■ **WHAT NEEDS TO BE DONE**:
Can you update the records so that every "one marker per instance" becomes "one point per item", with nothing else changed?

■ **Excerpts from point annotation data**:
════════════════════
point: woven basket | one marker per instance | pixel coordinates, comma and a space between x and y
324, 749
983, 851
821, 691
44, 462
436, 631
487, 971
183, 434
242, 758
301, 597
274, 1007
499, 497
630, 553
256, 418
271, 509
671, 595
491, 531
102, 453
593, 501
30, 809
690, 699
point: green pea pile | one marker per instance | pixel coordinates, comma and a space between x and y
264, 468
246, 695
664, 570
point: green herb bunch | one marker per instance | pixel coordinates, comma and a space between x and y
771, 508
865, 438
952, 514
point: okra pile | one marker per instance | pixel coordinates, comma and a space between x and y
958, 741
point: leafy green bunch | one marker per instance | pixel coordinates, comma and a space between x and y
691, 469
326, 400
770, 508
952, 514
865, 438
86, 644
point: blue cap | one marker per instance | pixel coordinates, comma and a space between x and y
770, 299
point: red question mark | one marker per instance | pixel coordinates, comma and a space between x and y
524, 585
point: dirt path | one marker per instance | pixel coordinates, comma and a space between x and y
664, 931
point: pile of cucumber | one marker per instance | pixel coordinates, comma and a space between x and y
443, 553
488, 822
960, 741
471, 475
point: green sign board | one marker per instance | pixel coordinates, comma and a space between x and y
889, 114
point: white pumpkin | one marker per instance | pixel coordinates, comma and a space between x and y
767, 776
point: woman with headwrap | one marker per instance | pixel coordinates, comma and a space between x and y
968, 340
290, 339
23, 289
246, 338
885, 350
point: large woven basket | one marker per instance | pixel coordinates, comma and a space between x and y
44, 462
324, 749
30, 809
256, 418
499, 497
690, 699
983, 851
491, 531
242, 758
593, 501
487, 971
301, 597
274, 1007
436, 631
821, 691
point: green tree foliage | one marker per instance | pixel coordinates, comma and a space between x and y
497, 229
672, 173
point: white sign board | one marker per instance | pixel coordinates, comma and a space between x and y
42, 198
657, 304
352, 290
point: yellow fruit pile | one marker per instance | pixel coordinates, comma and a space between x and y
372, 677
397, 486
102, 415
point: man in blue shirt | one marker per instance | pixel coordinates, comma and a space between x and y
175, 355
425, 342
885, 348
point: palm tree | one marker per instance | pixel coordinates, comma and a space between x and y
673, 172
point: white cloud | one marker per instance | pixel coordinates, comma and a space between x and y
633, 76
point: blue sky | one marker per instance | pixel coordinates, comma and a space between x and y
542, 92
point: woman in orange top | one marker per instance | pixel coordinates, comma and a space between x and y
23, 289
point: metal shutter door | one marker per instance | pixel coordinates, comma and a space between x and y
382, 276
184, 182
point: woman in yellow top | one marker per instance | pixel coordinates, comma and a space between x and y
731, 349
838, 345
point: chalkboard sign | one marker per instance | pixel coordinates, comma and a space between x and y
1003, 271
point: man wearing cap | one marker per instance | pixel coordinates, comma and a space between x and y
════════════════════
■ **OUTPUT**:
point: woven basket | one point per item | pixel coordinates, comma and a space between x and y
324, 749
983, 851
821, 691
44, 462
436, 631
487, 971
183, 434
242, 758
301, 597
274, 1007
499, 497
630, 553
256, 418
271, 509
671, 595
491, 531
102, 453
593, 501
30, 809
690, 699
point: green pea pile | one point per item | pixel coordinates, comma and a space between x and y
264, 468
246, 695
664, 570
point: green herb bunch | one point per item | pixel coordinates, comma and a space between x and y
771, 508
865, 438
952, 514
point: okra pile | one point per item | pixel coordinates, comma and a space between x and y
958, 741
point: leafy green bunch | one point per item | pixel coordinates, comma and a space between x and y
691, 469
326, 400
770, 508
952, 514
865, 438
86, 644
point: blue cap | one point per item | pixel coordinates, comma and a space between x and y
770, 299
point: red question mark | one point per item | pixel coordinates, comma and a space between x and y
524, 585
point: dirt path | one point per item | pixel coordinates, comma and a space between x and y
664, 931
point: pile of cucumber | one point per item | pixel coordinates, comma and a space between x and y
443, 553
488, 822
960, 741
471, 475
point: green sign board | one point per item | pixel coordinates, comma and a space between x and y
889, 114
point: white pumpkin | one point per item | pixel coordinates, comma and a space between x and y
767, 776
point: woman with headwrap | one point per item | pixel coordinates, comma and a space between x and y
968, 340
290, 339
23, 289
246, 338
885, 350
point: large woven basket | one point per item | pixel coordinates, comma and a space between x and y
44, 462
324, 749
30, 809
256, 418
499, 497
690, 699
983, 851
491, 531
242, 758
593, 501
487, 971
301, 597
274, 1007
436, 631
821, 691
point: green tree foliage | one point per item | pixel coordinates, comma and a space between x and y
497, 229
672, 173
point: white sign board | one point per item | pixel coordinates, comma and a space between x and y
42, 198
657, 304
352, 290
point: yellow fruit pile | one point per item | pixel coordinates, comma and a space between x and y
372, 677
397, 486
102, 415
point: man in blue shirt | one point per item | pixel coordinates, comma and a space between x and y
175, 355
425, 342
885, 348
point: palm tree | one point per item | pixel coordinates, comma and a space between x and y
673, 172
point: white cloud | one point per item | pixel coordinates, comma and a space between x and y
633, 76
point: blue sky | one point per item | pixel coordinates, comma and a space between x and y
542, 92
point: woman in orange top | one point per item | pixel coordinates, comma and a space between x and y
23, 289
point: metal shutter door | one point per item | pixel coordinates, comma and a space between x and y
382, 276
184, 182
point: woman in yellow top | one point per item | pixel coordinates, comma and a space between x and y
731, 349
838, 345
point: chalkboard sign | one point per item | pixel coordinates, comma and a space between x and y
1003, 271
point: man wearing cap | one point per item | pixel coordinates, comma and a space between x and y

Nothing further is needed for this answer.